======== Data for this exercise ========

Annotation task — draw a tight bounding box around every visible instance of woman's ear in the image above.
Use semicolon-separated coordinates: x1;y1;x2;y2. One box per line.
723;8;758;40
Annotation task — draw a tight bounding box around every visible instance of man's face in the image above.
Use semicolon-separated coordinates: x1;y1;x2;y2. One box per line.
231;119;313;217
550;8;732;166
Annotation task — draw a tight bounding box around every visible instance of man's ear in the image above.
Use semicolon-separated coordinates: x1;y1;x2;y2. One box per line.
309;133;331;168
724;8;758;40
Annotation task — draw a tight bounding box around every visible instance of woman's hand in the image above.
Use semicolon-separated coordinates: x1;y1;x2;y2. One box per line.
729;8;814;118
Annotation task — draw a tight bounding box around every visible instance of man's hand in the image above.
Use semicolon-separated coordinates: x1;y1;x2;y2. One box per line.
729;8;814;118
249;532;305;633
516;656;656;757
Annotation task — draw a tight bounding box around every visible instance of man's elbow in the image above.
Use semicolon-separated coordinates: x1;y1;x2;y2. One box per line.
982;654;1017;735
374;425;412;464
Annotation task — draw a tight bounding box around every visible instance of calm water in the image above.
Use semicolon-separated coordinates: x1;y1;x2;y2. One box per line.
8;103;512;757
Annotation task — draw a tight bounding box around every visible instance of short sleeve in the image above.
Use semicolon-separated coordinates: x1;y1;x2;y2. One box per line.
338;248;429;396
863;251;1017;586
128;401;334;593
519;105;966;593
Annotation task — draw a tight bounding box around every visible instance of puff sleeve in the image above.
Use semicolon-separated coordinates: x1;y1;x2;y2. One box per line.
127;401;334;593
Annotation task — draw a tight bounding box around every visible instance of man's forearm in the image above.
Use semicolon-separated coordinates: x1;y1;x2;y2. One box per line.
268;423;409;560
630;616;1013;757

========

— Written instruction —
Pull out the lines of the listing word for word, starting at the line that contains "short sleeve in the image above." and going through the end of the listing.

— Result of this task —
Annotation task — draw a tight bounding box around every visible instance of short sleeve in the image above.
Use semicolon-separated coordinates: x1;y1;x2;y2. One box per line.
338;248;429;396
863;251;1017;586
128;401;334;593
519;105;966;593
Annotation task — draw a tight bounding box around every visible instance of puff sleeve in the image above.
Use semicolon-separated coordinates: x1;y1;x2;y2. One box per line.
127;401;334;593
Annotation task — draw a tight bounding box around every visible instance of man's forearm in the image above.
Use semicolon-separated coordinates: x1;y1;x2;y2. One box per line.
268;423;409;560
630;616;1013;757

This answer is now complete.